— START Extracted text —
# 'Pitbull-TYPE' attacks JRT...



## Guest (Jan 29, 2009)

Yet another for the Media... 

Video: Woman savaged by 'pit bull' in Leeds street - Yorkshire Post

I feel so sorry for the woman, and the dog (who by the way, looks like a cross to me... not a purebred Jack Russell :blink

But I also feel sorry for the 'Pitbull-Type' ...


----------



## Guest (Jan 29, 2009)

Just read - that lady pup up a real fight to try and save her dog - heartbreaking.


----------



## JSR (Jan 2, 2009)

How horrible for all concerned, I feel so much for her and her dog, but why on earth do the reports always have to show a picture of a snarling pit bull?? No one has a clue what breed attacked her they are just jumping on the band wagon.


----------



## Pets Paws (Dec 6, 2008)

Poor woman I can't imagine how she is feeling& Poor Old Dog:frown:


----------



## scosha37 (Feb 24, 2008)

Omg this is my worst NIGHTMARE!...i have witnessed an attack like this in the summer was very very distressing i still have flash backs..
Poor woman what a terrible thing to be in..

This is my why i dont take my Dogs out much ..because there to many stray or unlooked after dogs roaming about in my area and owners that dont care and no control over there dogs...


I wouldnt care if my dog was not a full breed if another dog had killed it i would have been in a awful state....God poor thing..:frown2:


----------



## Guest (Jan 29, 2009)

JSR said:


> How horrible for all concerned, I feel so much for her and her dog, but why on earth do the reports always have to show a picture of a snarling pit bull?? No one has a clue what breed attacked her they are just jumping on the band wagon.


Agreed. But a snarling Pitt will make better press and sell more stories, than say, a happy waggy dog  it really p-s me off 

R.I.P little dog, and probably R.I.P to the Pitt. x x


----------



## Guest (Jan 29, 2009)

scosha37 said:


> I wouldnt care if my dog was not a full breed if another dog had killed it i would have been in a awful state....God poor thing..:frown2:


Nor would I. I wasn't saying anything about it being a cross breed  just that they stated it just a JRT, and it doesn't look like one...  no harm in that.


----------



## Guest (Jan 29, 2009)
— END Extracted text —
> _Prompt A_: Gather every line in the listing below that contains the string "face".
— START Dataset content —
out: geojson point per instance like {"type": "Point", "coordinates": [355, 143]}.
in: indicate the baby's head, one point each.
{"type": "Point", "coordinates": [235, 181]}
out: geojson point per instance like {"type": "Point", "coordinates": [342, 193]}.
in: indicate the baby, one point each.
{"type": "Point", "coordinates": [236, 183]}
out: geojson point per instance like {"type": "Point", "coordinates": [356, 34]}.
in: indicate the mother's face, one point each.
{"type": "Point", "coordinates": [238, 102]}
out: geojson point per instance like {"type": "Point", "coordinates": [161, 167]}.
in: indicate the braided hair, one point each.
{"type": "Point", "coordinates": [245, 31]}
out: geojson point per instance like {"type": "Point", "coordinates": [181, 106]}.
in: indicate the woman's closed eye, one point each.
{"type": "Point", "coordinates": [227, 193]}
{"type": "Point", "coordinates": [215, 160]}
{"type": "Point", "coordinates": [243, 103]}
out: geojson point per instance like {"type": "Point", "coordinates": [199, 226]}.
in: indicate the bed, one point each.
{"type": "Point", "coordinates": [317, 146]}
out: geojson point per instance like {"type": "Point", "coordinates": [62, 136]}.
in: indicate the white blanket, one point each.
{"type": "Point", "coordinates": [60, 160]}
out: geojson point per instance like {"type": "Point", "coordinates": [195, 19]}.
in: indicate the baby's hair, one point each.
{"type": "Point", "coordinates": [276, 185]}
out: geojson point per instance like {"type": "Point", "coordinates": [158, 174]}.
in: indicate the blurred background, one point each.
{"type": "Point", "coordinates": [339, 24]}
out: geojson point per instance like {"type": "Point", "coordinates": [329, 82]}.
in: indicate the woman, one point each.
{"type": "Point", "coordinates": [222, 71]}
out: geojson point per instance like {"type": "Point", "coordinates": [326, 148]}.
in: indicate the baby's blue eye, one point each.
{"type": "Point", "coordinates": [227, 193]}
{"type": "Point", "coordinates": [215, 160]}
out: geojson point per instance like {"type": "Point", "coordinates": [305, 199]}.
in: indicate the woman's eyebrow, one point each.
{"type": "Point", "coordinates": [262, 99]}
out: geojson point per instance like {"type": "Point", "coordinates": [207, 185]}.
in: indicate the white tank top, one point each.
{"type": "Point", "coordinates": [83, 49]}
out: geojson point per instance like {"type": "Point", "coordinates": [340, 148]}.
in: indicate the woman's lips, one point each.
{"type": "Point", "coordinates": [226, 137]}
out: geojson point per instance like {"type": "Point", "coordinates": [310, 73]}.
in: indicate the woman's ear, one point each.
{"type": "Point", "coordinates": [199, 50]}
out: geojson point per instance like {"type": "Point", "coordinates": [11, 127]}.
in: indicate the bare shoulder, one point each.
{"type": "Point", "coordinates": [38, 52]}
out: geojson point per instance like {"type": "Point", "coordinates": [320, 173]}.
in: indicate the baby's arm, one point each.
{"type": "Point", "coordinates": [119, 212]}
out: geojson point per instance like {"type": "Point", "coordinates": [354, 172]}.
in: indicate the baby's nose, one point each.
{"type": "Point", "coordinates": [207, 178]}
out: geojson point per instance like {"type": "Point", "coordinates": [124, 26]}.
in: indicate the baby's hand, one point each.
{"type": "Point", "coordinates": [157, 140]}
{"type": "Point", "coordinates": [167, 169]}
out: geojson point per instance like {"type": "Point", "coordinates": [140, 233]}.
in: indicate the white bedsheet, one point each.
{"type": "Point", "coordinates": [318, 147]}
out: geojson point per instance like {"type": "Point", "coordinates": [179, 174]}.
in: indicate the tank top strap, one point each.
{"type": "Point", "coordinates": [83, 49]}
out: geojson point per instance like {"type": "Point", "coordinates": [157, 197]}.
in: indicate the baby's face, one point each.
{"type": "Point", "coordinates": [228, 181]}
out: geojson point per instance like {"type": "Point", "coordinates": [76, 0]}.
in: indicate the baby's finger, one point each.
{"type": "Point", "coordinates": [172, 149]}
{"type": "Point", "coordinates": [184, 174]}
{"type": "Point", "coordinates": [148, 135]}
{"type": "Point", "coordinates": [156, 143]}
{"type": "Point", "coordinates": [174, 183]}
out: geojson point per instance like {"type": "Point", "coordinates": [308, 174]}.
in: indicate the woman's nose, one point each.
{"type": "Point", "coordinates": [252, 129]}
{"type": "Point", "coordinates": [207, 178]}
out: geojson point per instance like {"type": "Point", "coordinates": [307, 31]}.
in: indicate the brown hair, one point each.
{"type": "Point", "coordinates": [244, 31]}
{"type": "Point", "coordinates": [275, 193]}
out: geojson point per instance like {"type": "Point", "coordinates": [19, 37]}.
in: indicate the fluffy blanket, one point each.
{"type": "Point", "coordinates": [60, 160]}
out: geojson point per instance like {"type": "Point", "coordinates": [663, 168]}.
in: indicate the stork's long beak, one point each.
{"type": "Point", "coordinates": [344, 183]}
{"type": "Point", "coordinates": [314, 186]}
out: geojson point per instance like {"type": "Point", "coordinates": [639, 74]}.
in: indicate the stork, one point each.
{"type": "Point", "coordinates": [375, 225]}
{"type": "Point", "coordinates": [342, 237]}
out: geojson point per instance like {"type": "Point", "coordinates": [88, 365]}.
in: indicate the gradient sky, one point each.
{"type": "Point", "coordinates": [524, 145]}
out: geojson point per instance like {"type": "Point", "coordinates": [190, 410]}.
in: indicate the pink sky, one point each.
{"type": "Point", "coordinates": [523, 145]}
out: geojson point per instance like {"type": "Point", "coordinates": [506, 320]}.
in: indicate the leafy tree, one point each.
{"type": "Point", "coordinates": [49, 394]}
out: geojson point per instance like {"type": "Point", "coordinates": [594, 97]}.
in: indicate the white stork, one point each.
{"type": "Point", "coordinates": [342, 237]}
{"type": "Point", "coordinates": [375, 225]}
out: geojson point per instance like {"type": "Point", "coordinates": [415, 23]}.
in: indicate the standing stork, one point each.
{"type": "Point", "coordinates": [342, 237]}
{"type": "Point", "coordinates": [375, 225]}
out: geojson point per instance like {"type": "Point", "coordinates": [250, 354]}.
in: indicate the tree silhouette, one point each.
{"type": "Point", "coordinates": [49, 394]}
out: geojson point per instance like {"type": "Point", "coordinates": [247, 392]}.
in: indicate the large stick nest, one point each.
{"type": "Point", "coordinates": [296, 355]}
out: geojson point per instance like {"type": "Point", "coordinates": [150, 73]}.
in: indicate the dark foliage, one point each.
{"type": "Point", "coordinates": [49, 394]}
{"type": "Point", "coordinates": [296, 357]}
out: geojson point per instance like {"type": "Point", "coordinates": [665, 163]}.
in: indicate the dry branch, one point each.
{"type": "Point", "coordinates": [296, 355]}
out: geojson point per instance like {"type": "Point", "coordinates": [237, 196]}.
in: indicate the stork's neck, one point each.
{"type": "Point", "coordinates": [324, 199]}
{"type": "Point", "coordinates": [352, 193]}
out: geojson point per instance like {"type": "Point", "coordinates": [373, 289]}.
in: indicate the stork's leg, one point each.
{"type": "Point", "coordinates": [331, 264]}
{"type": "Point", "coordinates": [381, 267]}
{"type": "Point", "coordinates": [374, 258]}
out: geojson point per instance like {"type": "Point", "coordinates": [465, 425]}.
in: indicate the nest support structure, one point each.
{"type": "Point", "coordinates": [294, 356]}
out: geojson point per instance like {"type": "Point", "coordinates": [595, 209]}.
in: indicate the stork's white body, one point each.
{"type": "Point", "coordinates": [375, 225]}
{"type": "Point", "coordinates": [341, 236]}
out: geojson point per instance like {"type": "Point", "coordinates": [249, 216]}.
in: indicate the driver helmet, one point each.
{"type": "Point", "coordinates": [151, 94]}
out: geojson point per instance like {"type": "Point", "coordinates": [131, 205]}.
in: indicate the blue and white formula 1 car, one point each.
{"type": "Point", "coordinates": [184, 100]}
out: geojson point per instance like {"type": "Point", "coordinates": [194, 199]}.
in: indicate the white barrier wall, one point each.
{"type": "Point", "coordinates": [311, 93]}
— END Dataset content —
> _Prompt B_:
Answer these questions about the forum thread on the dog attack above:
(i) According to the video title in the first post, in which city's street was the woman attacked?
(ii) What does JSR say the reports always show a picture of?
(iii) What reason does scosha37 give for not taking their dogs out much?

> _Exercise result A_:
in: indicate the mother's face, one point each.
in: indicate the baby's face, one point each.

> _Exercise result B_:
(i) Leeds.
(ii) A snarling pit bull.
(iii) There are too many stray or unlooked-after dogs roaming in scosha37's area, and owners who don't care and have no control over their dogs.